§ Your objective:
Reproduce the passage of the text on weight and bathroom scales starting with "Could That Be" and going on through "you step off.".

Battling Obesity
Reducing weight and body fat and increasing muscle are important to proper dieting. Obesity carries a hefty price: heart disease, stroke, high blood pressure, diabetes, respiratory problems, and breast, colon and prostate cancers. Yo-yo dieting leads to increased obesity, eating disorders and defective metabolisms. Exercise, healthy eating habits and weight monitoring can reduce health risks. Weight varies throughout the day, so weigh at the same time of day, dress consistently, and rely on an accurate bathroom scale.
Could That Be Right?
Although weight professionals recommend weighing weekly, many people get on their bathroom scales daily. If accuracy is your concern, avoid cheap scales that can be off by 5% of your body weight. Precision can carry a significant price tag. To determine accuracy, step on and off a scale several times, weigh an item with a pre-calculated weight, and make sure the scale returns to zero each time you step off.
Dial-type bathroom scales convert downward pressure to a weight reading; they are inexpensive, but their spring mechanism can give inconsistent readings. One way to improve accuracy is to use the scale on a hard-surface floor. Reset the dial to zero before you firmly plant both feet in place. Even if the reading is not entirely accurate, it will produce a consistent day-to-day record. Please, no shifting of weight or awkward statuesque body positions in an attempt to delete a pound or two. You’re tricking yourself, not the bathroom scale.
Higher-quality parts are used in digital bathroom scales. Some pricey bathroom scales may be priced according to bonus features, and can be inaccurate by 1-2%. If you are willing to sacrifice elaborate memory functions and programs that determine water weight and body fat, you can get a bathroom scale that might be off by a few ounces. Weight fluctuates from day-to-day, but your scale does not have to compound that problem.

(Dataset items)
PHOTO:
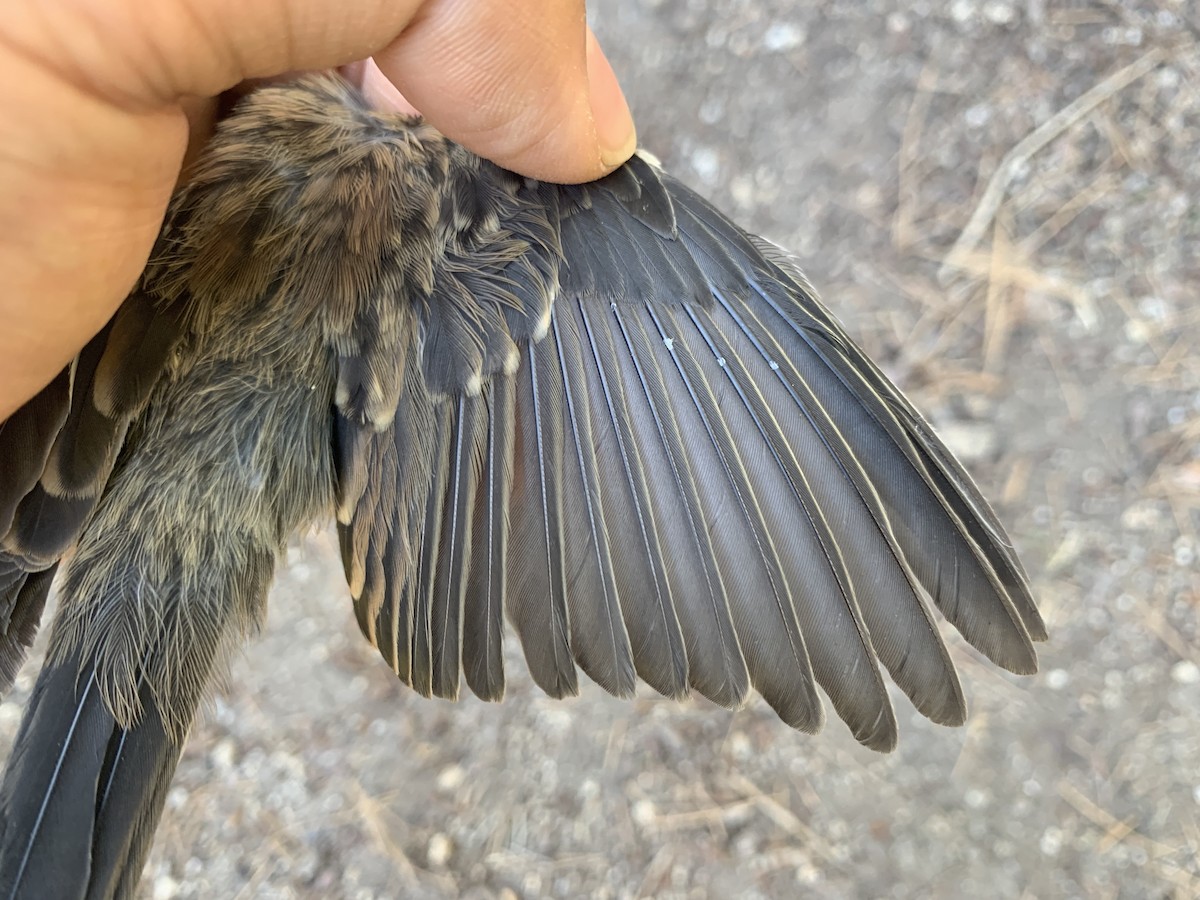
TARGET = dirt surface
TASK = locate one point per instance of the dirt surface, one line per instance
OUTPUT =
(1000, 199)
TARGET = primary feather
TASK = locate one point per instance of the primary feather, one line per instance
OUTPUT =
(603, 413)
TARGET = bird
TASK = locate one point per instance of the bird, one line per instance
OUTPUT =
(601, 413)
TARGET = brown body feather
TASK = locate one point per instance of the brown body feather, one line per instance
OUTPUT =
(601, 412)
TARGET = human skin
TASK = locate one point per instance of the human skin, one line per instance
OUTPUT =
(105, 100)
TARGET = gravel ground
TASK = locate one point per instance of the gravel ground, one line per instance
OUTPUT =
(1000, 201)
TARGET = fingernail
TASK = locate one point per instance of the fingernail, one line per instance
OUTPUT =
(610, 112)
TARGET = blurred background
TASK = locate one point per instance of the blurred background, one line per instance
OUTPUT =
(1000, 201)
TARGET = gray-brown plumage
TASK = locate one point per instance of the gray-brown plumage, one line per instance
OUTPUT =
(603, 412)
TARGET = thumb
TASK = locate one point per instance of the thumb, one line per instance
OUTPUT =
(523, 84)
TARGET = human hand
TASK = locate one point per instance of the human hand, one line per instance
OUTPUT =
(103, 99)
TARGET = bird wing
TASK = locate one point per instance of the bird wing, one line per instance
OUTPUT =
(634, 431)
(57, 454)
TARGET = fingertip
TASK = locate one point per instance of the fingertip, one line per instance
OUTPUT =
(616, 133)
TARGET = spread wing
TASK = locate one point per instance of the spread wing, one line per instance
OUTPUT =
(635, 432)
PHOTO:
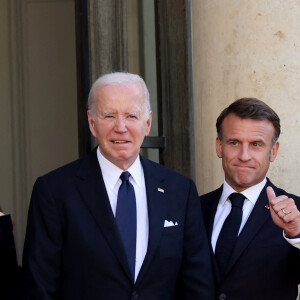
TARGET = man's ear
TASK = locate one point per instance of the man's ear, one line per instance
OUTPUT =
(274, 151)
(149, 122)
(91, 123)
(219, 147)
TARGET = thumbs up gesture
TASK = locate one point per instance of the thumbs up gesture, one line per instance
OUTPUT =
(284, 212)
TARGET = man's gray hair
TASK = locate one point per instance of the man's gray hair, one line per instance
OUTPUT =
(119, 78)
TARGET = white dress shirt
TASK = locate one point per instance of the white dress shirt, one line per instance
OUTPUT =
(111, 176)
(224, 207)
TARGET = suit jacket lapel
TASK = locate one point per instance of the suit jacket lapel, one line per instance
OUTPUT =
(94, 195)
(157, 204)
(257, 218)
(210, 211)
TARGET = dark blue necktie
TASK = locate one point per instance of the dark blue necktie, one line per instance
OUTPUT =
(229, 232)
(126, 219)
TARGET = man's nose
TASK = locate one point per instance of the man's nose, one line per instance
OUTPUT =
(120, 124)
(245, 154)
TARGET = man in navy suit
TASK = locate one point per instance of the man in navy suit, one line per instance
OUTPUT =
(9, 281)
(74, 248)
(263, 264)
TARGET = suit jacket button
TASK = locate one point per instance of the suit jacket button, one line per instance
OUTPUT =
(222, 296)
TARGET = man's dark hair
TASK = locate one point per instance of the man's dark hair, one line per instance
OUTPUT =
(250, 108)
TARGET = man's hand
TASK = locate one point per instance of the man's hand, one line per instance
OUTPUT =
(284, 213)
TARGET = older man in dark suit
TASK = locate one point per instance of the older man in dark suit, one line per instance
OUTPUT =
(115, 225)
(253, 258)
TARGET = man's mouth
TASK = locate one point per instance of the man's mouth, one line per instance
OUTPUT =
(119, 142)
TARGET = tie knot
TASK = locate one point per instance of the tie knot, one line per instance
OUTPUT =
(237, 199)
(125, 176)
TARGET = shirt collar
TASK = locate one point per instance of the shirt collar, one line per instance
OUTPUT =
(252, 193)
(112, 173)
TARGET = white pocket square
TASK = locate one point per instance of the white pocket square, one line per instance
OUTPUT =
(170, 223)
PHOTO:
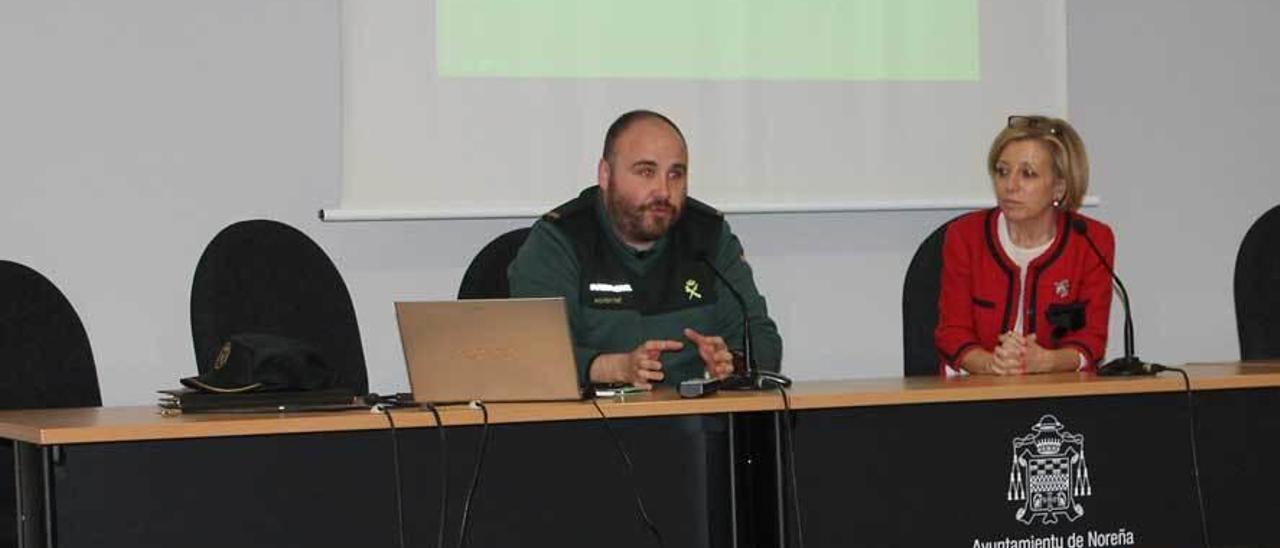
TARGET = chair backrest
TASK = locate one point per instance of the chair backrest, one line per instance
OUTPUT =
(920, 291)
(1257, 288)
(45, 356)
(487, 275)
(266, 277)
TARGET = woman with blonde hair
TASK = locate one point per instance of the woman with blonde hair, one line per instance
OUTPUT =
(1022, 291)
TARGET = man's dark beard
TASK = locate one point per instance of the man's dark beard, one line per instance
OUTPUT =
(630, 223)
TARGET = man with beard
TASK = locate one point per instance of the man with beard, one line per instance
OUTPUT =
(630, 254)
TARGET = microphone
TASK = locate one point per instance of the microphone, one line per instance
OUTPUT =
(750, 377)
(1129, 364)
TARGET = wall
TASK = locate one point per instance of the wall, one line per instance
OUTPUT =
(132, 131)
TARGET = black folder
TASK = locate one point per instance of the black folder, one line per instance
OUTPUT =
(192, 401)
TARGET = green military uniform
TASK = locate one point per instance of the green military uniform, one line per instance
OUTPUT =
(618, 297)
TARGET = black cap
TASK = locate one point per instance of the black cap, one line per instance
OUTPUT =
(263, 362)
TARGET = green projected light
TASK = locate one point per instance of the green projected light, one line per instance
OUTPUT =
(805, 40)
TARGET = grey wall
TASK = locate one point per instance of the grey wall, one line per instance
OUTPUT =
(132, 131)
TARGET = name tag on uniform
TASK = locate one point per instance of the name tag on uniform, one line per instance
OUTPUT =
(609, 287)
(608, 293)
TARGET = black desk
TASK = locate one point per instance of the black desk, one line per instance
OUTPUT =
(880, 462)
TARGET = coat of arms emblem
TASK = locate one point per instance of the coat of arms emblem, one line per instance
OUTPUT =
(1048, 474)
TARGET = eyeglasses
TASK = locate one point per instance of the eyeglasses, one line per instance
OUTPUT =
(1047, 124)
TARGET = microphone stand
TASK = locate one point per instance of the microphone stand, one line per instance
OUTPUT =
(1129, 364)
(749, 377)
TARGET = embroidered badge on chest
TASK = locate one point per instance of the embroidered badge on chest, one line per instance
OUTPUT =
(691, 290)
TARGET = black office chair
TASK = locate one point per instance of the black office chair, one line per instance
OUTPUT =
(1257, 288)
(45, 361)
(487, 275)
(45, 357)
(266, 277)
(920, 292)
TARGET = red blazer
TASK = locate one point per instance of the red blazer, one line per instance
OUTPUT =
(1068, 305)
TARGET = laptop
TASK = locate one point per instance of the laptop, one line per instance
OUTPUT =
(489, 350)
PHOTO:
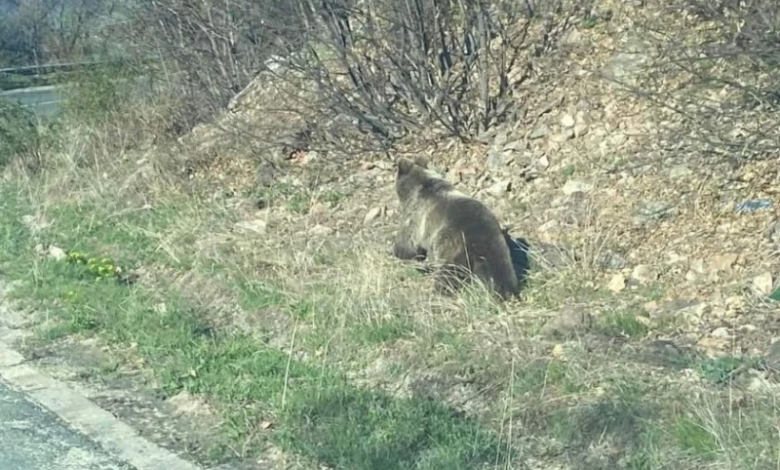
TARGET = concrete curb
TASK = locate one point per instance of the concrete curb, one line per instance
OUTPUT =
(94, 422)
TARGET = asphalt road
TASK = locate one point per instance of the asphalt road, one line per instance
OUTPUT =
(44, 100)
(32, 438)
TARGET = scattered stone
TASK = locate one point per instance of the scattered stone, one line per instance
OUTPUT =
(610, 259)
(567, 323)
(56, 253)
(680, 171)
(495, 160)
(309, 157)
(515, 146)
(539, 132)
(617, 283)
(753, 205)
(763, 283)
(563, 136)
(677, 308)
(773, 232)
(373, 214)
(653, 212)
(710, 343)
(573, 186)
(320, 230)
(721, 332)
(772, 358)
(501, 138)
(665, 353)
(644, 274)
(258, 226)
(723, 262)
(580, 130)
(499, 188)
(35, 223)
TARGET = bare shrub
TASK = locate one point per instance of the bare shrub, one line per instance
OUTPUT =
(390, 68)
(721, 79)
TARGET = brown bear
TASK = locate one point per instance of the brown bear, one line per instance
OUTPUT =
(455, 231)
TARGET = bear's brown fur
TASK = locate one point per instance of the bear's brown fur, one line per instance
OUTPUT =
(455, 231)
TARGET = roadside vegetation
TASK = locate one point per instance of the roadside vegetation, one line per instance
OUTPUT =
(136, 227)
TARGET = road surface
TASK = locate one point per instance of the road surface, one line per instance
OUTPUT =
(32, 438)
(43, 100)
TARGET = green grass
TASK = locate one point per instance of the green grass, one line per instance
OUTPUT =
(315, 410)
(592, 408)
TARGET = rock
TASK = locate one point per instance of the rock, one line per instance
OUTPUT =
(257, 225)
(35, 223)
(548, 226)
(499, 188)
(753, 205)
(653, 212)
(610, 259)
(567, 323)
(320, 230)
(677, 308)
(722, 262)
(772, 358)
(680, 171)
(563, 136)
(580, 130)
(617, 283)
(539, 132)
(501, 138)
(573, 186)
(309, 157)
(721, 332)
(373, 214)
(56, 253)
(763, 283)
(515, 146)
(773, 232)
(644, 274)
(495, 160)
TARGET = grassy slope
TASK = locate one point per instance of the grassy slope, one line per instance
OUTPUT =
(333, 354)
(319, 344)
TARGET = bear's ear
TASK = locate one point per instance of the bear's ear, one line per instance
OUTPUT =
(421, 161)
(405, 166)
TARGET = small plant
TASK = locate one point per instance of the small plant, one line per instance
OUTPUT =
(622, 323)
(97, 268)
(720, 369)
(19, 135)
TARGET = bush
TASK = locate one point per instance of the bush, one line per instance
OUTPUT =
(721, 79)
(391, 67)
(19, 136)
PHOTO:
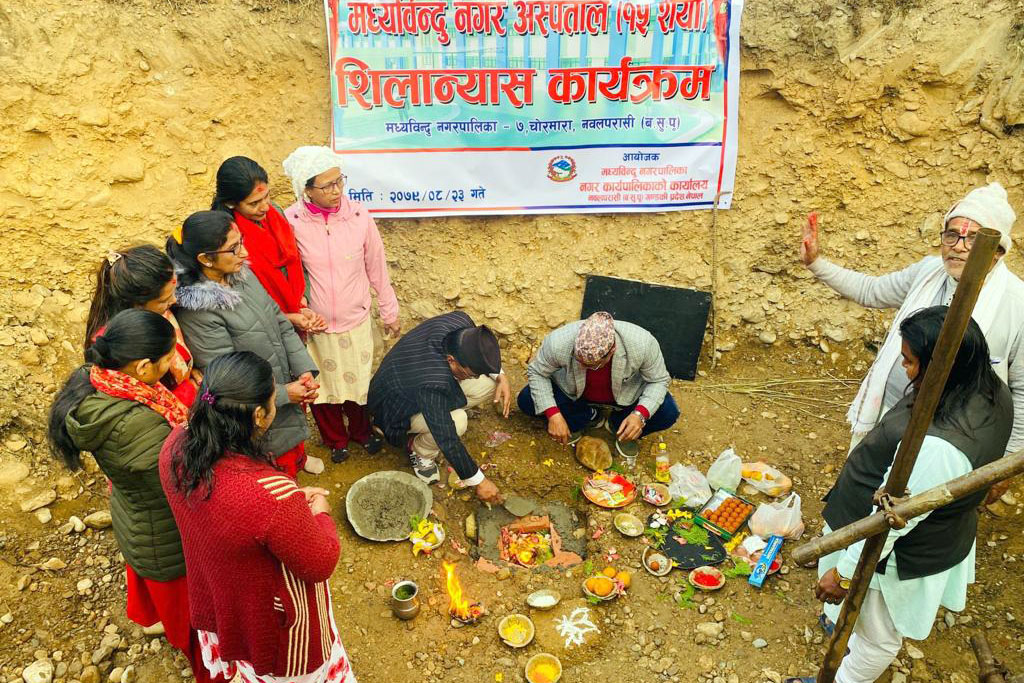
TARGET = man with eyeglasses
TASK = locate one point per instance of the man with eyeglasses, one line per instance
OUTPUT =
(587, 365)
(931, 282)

§ Written answer:
Could That Be Right?
Although weight professionals recommend weighing weekly, many people get on their bathroom scales daily. If accuracy is your concern, avoid cheap scales that can be off by 5% of your body weight. Precision can carry a significant price tag. To determine accuracy, step on and off a scale several times, weigh an item with a pre-calculated weight, and make sure the scale returns to zero each time you step off.